[START DATA SECTION]

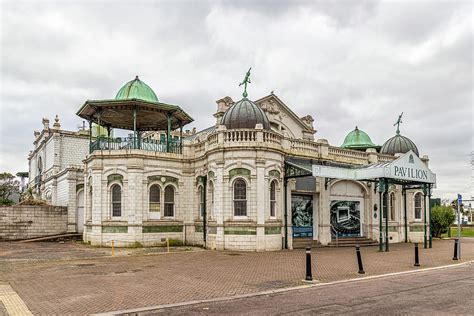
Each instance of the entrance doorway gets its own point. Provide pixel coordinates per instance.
(80, 212)
(302, 215)
(345, 219)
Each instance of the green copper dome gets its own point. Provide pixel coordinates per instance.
(358, 140)
(136, 89)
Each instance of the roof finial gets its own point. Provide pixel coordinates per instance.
(398, 122)
(245, 82)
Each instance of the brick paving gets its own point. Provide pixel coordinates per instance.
(88, 281)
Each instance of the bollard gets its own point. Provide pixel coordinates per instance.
(309, 274)
(359, 260)
(417, 259)
(455, 257)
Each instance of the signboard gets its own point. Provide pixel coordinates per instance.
(407, 167)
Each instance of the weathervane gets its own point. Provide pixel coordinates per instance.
(398, 123)
(246, 80)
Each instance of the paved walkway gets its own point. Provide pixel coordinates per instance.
(88, 282)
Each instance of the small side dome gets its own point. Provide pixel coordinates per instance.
(398, 144)
(136, 89)
(245, 114)
(358, 140)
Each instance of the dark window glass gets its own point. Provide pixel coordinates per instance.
(116, 200)
(272, 199)
(169, 201)
(418, 205)
(155, 198)
(240, 198)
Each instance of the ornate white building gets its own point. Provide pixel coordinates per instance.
(256, 180)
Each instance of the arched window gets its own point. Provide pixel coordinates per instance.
(418, 205)
(155, 194)
(201, 201)
(273, 198)
(169, 201)
(392, 206)
(240, 198)
(116, 200)
(211, 195)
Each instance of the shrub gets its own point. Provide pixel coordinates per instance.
(441, 218)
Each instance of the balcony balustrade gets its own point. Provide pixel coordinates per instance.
(131, 142)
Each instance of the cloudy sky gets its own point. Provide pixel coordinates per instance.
(346, 63)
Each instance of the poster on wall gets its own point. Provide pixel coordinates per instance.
(302, 219)
(345, 219)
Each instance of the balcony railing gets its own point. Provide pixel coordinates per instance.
(131, 142)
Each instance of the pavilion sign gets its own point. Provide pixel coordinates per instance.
(407, 167)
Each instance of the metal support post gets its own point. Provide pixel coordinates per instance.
(309, 274)
(417, 259)
(359, 260)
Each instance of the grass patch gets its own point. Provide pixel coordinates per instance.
(465, 232)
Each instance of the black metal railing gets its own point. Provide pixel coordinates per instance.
(132, 142)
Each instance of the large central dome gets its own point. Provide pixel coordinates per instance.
(245, 114)
(136, 89)
(358, 140)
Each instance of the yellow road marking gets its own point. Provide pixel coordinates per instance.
(12, 301)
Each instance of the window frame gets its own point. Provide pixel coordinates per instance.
(234, 200)
(160, 193)
(273, 202)
(111, 190)
(420, 194)
(169, 203)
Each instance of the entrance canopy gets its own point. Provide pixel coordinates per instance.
(407, 168)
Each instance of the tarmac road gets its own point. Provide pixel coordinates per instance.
(442, 291)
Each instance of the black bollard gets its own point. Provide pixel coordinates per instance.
(309, 274)
(417, 259)
(359, 260)
(455, 249)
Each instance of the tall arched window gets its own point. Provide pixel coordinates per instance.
(155, 198)
(211, 195)
(418, 205)
(273, 198)
(201, 201)
(169, 201)
(392, 206)
(116, 200)
(240, 198)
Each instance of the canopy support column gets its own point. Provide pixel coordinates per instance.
(404, 192)
(429, 212)
(168, 132)
(90, 136)
(380, 215)
(285, 189)
(180, 138)
(135, 127)
(425, 241)
(386, 214)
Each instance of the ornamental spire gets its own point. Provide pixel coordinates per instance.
(245, 82)
(398, 122)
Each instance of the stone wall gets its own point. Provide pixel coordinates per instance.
(24, 222)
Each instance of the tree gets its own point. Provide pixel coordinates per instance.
(8, 186)
(441, 218)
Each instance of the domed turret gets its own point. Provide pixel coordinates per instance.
(398, 144)
(358, 140)
(245, 114)
(136, 89)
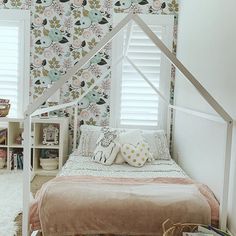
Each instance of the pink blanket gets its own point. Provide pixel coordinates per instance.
(97, 205)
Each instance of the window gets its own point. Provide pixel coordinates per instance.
(14, 59)
(134, 102)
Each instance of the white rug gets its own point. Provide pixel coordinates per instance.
(11, 200)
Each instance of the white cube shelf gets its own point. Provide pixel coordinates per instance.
(15, 127)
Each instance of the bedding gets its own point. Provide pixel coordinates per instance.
(87, 198)
(107, 147)
(81, 165)
(136, 155)
(155, 139)
(69, 205)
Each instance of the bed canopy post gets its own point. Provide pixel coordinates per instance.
(213, 103)
(26, 174)
(75, 126)
(225, 190)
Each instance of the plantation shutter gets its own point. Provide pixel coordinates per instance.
(9, 64)
(139, 102)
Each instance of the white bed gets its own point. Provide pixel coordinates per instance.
(80, 165)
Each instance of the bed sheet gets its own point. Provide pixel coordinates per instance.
(81, 165)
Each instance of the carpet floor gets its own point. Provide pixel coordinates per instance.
(36, 184)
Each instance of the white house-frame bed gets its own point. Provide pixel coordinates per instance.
(32, 111)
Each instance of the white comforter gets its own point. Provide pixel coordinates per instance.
(80, 165)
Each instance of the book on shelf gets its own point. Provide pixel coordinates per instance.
(15, 160)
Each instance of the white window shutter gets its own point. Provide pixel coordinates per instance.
(139, 102)
(9, 65)
(15, 59)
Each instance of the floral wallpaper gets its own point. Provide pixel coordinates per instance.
(62, 32)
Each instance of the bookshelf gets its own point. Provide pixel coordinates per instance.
(13, 143)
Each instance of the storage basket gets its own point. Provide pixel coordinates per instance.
(4, 109)
(171, 229)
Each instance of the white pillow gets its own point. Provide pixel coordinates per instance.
(136, 155)
(156, 140)
(158, 144)
(107, 147)
(130, 137)
(88, 138)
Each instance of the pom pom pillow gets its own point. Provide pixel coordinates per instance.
(107, 147)
(130, 137)
(136, 155)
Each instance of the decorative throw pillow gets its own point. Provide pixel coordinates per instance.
(136, 155)
(88, 138)
(130, 137)
(158, 144)
(107, 147)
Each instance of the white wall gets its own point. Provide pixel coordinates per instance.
(207, 46)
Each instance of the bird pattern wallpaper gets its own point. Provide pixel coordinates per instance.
(62, 32)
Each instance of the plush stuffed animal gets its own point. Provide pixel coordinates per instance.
(107, 148)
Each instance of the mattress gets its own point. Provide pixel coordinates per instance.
(81, 165)
(140, 199)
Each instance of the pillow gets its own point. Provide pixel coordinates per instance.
(130, 137)
(88, 138)
(107, 147)
(158, 144)
(136, 155)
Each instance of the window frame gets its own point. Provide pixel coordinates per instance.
(167, 21)
(21, 18)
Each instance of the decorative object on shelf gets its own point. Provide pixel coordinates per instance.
(49, 163)
(49, 153)
(4, 107)
(49, 159)
(46, 114)
(53, 113)
(3, 137)
(3, 157)
(19, 139)
(50, 135)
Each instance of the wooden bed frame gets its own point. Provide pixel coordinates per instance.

[END DATA SECTION]

## WHAT IS BEING ASKED
Exactly reproduce the entries above, minus the pictures.

## ANSWER TO THIS TASK
Each instance of the entrance doorway gets its own point. Provide pixel coordinates per instance.
(80, 212)
(302, 215)
(345, 219)
Each instance of the green copper dome gets its own point. Provide pixel coordinates per instance.
(358, 140)
(136, 89)
Each instance of the roof finial gets its own point. Provide pixel coordinates per instance.
(398, 122)
(245, 82)
Each instance of the brick paving gets its own point. Provide pixel coordinates per instance.
(88, 281)
Each instance of the bollard gets its own point. Provide pixel coordinates per instance.
(309, 274)
(359, 260)
(417, 259)
(455, 257)
Each instance of the signboard gets its own point. Provide pixel coordinates per instance.
(407, 167)
Each instance of the weathervane gets its own point. Provide pixel coordinates per instance.
(398, 123)
(246, 80)
Each instance of the paved walkway gets its own point. Provide pixel coordinates per instance.
(88, 282)
Each instance of the small side dome gets its own point. Provide pixel coordinates per instance.
(398, 144)
(136, 89)
(245, 114)
(358, 140)
Each instance of the dark window glass gets its own point. Provide pixel coordinates per instance.
(116, 200)
(272, 199)
(169, 201)
(418, 205)
(155, 198)
(240, 198)
Each instance of the ornate white building gets its own point. Provide pixel coordinates per instance.
(256, 180)
Each instance of the arched window gets its own point. Provide pixel coordinates per instance.
(418, 205)
(155, 194)
(201, 201)
(273, 198)
(169, 201)
(392, 206)
(240, 198)
(116, 200)
(211, 195)
Each instance of the shrub gets its own point. Provide pixel coordinates per instance.
(441, 218)
Each instance of the balcony balustrade gets its own point. Provide pixel coordinates per instance.
(131, 142)
Each instance of the cloudy sky gets its own point. Provide pixel coordinates per instance.
(346, 63)
Each instance of the poster on wall gets its own point. Provide pixel coordinates per instance.
(302, 219)
(345, 219)
Each instance of the balcony railing gets its own point. Provide pixel coordinates per instance.
(131, 142)
Each instance of the pavilion sign gets its own point. Provide pixel coordinates per instance.
(407, 167)
Each instance of the metal support post gets its own point. Provide pixel coordinates per instance.
(309, 274)
(417, 259)
(359, 260)
Each instance of the grass patch gets its own point. Provide pixel coordinates per instance.
(465, 232)
Each instance of the black metal railing gets its own point. Provide pixel coordinates per instance.
(132, 142)
Each instance of the large central dome gets its own point. Provide pixel coordinates per instance.
(245, 114)
(136, 89)
(358, 140)
Each instance of the yellow road marking gets its own point. Provide pixel coordinates per instance.
(12, 301)
Each instance of the window frame gets its own point. Provide pixel coordinates per instance.
(234, 200)
(160, 193)
(273, 202)
(111, 190)
(420, 194)
(169, 203)
Each instance of the entrance canopy gets its own point. Provide pixel coordinates per instance.
(407, 168)
Each instance of the tarmac road gets its own point. Provide pixel coordinates per instance.
(442, 291)
Each instance of the black bollard gets its own point. Provide pixel coordinates per instance.
(309, 274)
(417, 259)
(359, 260)
(455, 249)
Each instance of the tall arched window gets its own point. Provide pixel coordinates per instance.
(155, 198)
(211, 195)
(418, 205)
(273, 198)
(201, 201)
(169, 201)
(392, 206)
(116, 200)
(240, 198)
Each instance of the canopy support column gets its own point. Provide pixel coordinates per instance.
(404, 192)
(429, 212)
(168, 132)
(90, 136)
(380, 215)
(285, 189)
(180, 138)
(135, 127)
(425, 241)
(386, 214)
Each instance of the ornamental spire gets its own point. Provide pixel coordinates per instance.
(245, 82)
(398, 122)
Each instance of the stone wall gets its own point. Provide pixel coordinates per instance.
(24, 222)
Each instance of the tree gets its own point. Provide pixel coordinates per instance.
(8, 186)
(441, 218)
Each instance of the domed turret gets its own point. Provide pixel coordinates per instance.
(398, 144)
(358, 140)
(245, 114)
(136, 89)
Each instance of the pink blanket gets its own point. Provide pixel coordinates per instance.
(97, 205)
Each instance of the window gets its own point. Provide pixel coordinates per instance.
(14, 59)
(134, 102)
Each instance of the white rug gets its own point. Provide pixel coordinates per instance.
(11, 200)
Each instance of the white cube shelf gets its own point. Provide pixel coordinates per instance.
(15, 127)
Each instance of the bedding gets its own point. Provide pixel coordinates per instance.
(87, 198)
(107, 147)
(81, 165)
(136, 155)
(155, 139)
(69, 205)
Each instance of the bed canopy post gets its own point. Provide pixel coordinates per instance.
(213, 103)
(26, 174)
(75, 126)
(225, 190)
Each instance of the plantation shutter gets its own point. Provide pixel coordinates per instance.
(9, 64)
(139, 102)
Each instance of the white bed gets its own point. Provide pixel coordinates per instance.
(80, 165)
Each instance of the bed sheet gets its own point. Provide pixel coordinates per instance.
(81, 165)
Each instance of the carpet floor gets its own point. Provide pixel coordinates per instance.
(36, 184)
Each instance of the white house-frame bed gets its own point. Provide pixel coordinates per instance.
(32, 111)
Each instance of the white comforter gets its own point. Provide pixel coordinates per instance.
(80, 165)
Each instance of the book on shelf gets its own point. Provide pixel coordinates per instance.
(15, 160)
Each instance of the white window shutter gets its own point. Provide pixel coordinates per instance.
(139, 102)
(9, 65)
(15, 59)
Each instance of the floral wallpaper gets its own point. Provide pixel coordinates per instance.
(62, 32)
Each instance of the bookshelf gets its own point. Provide pixel coordinates per instance.
(13, 143)
Each instance of the storage basket gets its own point. Provide pixel coordinates per instance.
(4, 109)
(171, 229)
Each instance of the white pillow gets its own point. Provide pixel coordinates per instance.
(136, 155)
(156, 140)
(158, 144)
(107, 147)
(130, 137)
(88, 138)
Each instance of the pom pom pillow gets its own point. Provide pixel coordinates per instance.
(107, 147)
(130, 137)
(136, 155)
Each instance of the decorative throw pillow gets its own point. Provide pixel coordinates per instance.
(136, 155)
(88, 138)
(130, 137)
(158, 144)
(107, 147)
Each instance of the white wall gets its own point. Provide pixel coordinates per instance.
(207, 46)
Each instance of the bird pattern wallpaper gets its own point. Provide pixel coordinates per instance.
(62, 32)
Each instance of the plush stuffed animal gets its own point. Provide pixel coordinates per instance.
(107, 148)
Each instance of the mattress gets its own point. Provide pixel coordinates per instance.
(81, 165)
(140, 199)
Each instance of the pillow gets its own point. Provide pixel coordinates per instance.
(130, 137)
(88, 138)
(107, 147)
(158, 144)
(136, 155)
Each instance of the window frame gets its own point. Provide pixel coordinates per instance.
(167, 21)
(21, 18)
Each instance of the decorative object on shelf gets its own point. Provide pixel coordinates per instance.
(49, 163)
(49, 153)
(4, 107)
(49, 159)
(46, 114)
(53, 113)
(3, 137)
(3, 157)
(19, 139)
(50, 135)
Each instance of the wooden bed frame gets its own point. Provide pixel coordinates per instance.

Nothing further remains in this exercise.